§ **WHAT TO WORK ON**
Reproduce every entry below word for word, leaving out the pictures.

§ **ENTRIES PROVIDED**
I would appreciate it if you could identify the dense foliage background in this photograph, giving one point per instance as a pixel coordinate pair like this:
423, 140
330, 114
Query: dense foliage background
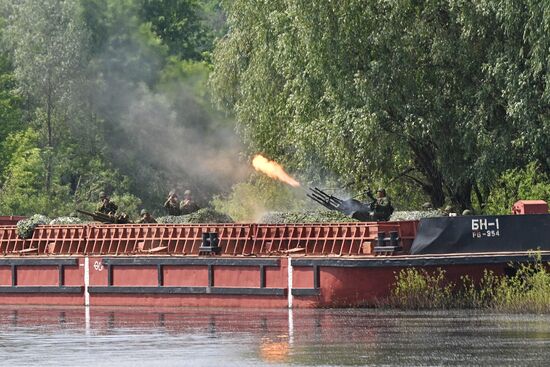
444, 101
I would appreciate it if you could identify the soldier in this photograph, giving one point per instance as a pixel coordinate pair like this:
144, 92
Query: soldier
427, 206
381, 205
172, 204
106, 206
146, 217
187, 205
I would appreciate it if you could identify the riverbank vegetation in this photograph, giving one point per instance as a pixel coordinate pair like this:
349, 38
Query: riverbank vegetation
445, 101
527, 290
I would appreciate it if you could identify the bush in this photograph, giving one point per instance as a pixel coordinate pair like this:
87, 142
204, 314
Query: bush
25, 227
518, 184
319, 216
66, 220
247, 202
415, 215
418, 289
527, 291
205, 215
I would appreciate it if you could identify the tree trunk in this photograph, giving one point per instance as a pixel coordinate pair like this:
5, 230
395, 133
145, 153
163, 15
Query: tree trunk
461, 196
50, 143
424, 160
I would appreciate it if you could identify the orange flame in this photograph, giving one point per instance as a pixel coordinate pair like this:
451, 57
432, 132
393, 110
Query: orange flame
273, 170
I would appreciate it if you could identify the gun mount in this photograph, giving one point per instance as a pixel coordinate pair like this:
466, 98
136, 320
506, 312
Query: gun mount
106, 218
350, 207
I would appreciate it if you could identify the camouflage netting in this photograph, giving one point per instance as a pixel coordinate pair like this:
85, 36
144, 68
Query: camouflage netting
319, 216
415, 215
26, 227
205, 215
67, 220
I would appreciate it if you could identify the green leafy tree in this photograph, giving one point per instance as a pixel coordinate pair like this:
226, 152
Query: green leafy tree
179, 25
47, 39
422, 93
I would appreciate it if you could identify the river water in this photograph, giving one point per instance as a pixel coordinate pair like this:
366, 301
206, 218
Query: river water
254, 337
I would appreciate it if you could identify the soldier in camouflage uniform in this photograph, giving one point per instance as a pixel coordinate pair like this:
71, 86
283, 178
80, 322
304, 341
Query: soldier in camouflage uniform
106, 206
172, 204
146, 217
187, 205
381, 205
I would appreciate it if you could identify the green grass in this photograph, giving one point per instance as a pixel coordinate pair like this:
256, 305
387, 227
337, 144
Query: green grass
526, 291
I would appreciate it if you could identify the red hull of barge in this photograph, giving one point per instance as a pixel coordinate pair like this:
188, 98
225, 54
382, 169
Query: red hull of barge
158, 265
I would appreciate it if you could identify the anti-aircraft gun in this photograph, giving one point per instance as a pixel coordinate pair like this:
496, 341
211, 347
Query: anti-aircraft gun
350, 207
106, 218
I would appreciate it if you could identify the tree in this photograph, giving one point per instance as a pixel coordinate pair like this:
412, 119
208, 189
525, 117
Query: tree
48, 40
418, 92
178, 23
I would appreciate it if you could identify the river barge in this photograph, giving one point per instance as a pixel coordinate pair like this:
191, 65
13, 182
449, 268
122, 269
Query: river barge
253, 265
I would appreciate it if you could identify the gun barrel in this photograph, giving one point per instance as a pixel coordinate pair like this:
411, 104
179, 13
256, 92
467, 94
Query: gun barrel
328, 201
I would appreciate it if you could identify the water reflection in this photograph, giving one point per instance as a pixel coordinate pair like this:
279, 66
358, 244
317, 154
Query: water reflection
175, 337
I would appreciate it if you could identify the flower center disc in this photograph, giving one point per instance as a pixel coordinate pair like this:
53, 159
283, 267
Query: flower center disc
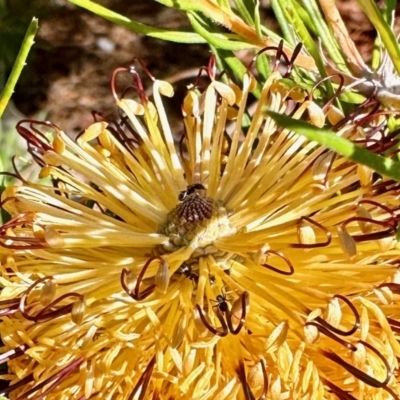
196, 221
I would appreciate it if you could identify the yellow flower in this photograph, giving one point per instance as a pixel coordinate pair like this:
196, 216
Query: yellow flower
245, 263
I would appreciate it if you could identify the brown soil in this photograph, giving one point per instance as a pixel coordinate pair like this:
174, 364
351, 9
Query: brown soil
75, 53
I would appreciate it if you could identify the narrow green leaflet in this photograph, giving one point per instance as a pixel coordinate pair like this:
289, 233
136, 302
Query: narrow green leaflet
217, 40
309, 43
344, 147
280, 16
324, 33
244, 12
137, 27
18, 65
386, 33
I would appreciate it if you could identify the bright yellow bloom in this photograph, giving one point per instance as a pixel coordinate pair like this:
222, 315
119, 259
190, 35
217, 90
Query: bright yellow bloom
245, 263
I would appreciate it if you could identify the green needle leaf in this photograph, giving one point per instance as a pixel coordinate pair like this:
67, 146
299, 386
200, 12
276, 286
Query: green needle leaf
344, 147
19, 64
386, 33
173, 36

§ **WRITTEN RESPONSE**
I would appreciate it if you could identify the dense foliage background in this photograph, giving one point per instance as a pixel coordinate pair like this:
423, 140
330, 114
Query: dense foliage background
444, 101
I would appreciate it if you could identify the soldier in this photograph, giving one point per instance as a pixel coordinate pair like this:
144, 92
Query: soldier
427, 206
381, 205
172, 204
106, 206
146, 217
187, 205
I would appreciate it if you could identify the riverbank vegetation in this photograph, giving one point per instance as a pixel coordinate pair like this:
349, 38
Query: riverbank vegetation
445, 101
527, 290
I would appreciate it if you could identify the bush in this photograph, giving one point per instance as a pixel coordinate pair like this:
87, 142
204, 314
Query: bush
25, 227
518, 184
319, 216
66, 220
247, 202
415, 215
418, 289
527, 291
205, 215
I would appreciate it if you could identify the tree trunk in this photograph, giving one point per instance as a pixel coordinate pair like this:
5, 230
395, 133
145, 153
163, 15
Query: tree trunk
461, 196
50, 143
424, 160
I would appreciate it if you could identify the orange flame in this photograph, giving one point per instance as a pixel coordinate pair like this:
451, 57
432, 132
393, 110
Query: orange flame
273, 170
I would appreciate it if you could identify the gun mount in this photograph, giving one point per instance as a pixel coordinate pair like this:
466, 98
136, 320
506, 312
Query: gun mount
106, 218
350, 207
I would appreciate it if you could identify the camouflage netting in this photograph, giving one point per instance as a pixel coordinate pair like this:
85, 36
144, 68
Query: camouflage netting
319, 216
415, 215
26, 227
205, 215
67, 220
I would appreciate it if you could identify the green leafy tree in this photograph, giving one point per instance as a pixel coordinate pair like this:
226, 152
Query: green leafy tree
179, 25
47, 39
422, 93
I would appreciate it if you could identify the river water in this photograph, giving one point per instance as a pixel coordinate pair like this:
366, 301
206, 218
Query: river water
254, 337
I would appreciate it if you could identify the soldier in camouflage uniform in this photograph, giving one point per instance as a pixel coordinate pair like this:
71, 86
283, 178
80, 322
304, 341
Query: soldier in camouflage uniform
106, 206
172, 204
146, 217
187, 205
381, 205
I would appreciate it if you could identify the green grass in this photograph, giving one point per instance as a pixel coordinate pair like this:
256, 305
387, 227
337, 144
Query: green grass
526, 291
I would appreciate it if you could identify the red hull of barge in this photograph, giving one point per instance as a pixel coordinate pair like this:
188, 98
225, 54
382, 169
Query: red hull of barge
158, 265
I would appreciate it if you could identify the anti-aircraft gun in this photograph, giving one point per instance as a pixel coordinate pair like this:
496, 341
211, 347
Query: anti-aircraft gun
350, 207
106, 218
I would appreciate it if you could identify the tree in this photograph, giving one point per instance as a pixel coordinate pair like this:
412, 119
208, 189
525, 117
Query: tree
48, 40
418, 92
178, 23
I would appreciate it if you could identify the river barge in this photograph, giving one point per instance as a pixel coordinate pair like this:
191, 65
13, 182
449, 268
122, 269
Query: river barge
253, 265
I would appreciate it if you could identify the gun barrel in this photograph, giving one point per instance as a pixel coordinate pair like this:
411, 104
179, 13
256, 92
467, 94
Query: gun barrel
328, 201
I would appreciate it if you could identify the water reflection in this photograph, giving one point per instance as a pixel coordinate pair like this:
279, 66
358, 244
317, 154
Query: water reflection
175, 337
I would appreciate it if you could identify the flower center disc in this photograph, giving one point per instance as a pixel coordinate pair like this:
53, 159
283, 267
Query: flower center disc
196, 221
I would appreciate it if you could identify the yellow flower in this photograph, giving one point per instance as a pixel coordinate pair like this:
196, 216
Query: yellow flower
245, 263
I would appreciate it if you could identify the brown soil in this photograph, giving one point per instance as a pixel coordinate pair like this:
174, 364
351, 9
Query: brown soil
75, 53
I would appreciate it if you could identify the narrow green leaflet in this photograph, giving one point per instance as a pixel coordinate pair like this:
289, 233
136, 302
Query: narrow green leaflet
217, 40
309, 43
344, 147
280, 16
324, 33
244, 12
137, 27
18, 65
386, 33
I would appreciate it if you could identify the bright yellow bloom in this photograph, giving one point per instance as a pixel coordinate pair like this:
222, 315
119, 259
190, 35
217, 90
Query: bright yellow bloom
245, 263
I would appreciate it if you could identify the green needle leaf in this photograph, giving one point per instance as a pixel coordinate pair like this:
67, 146
299, 386
200, 12
276, 286
Query: green needle leaf
344, 147
19, 64
386, 33
173, 36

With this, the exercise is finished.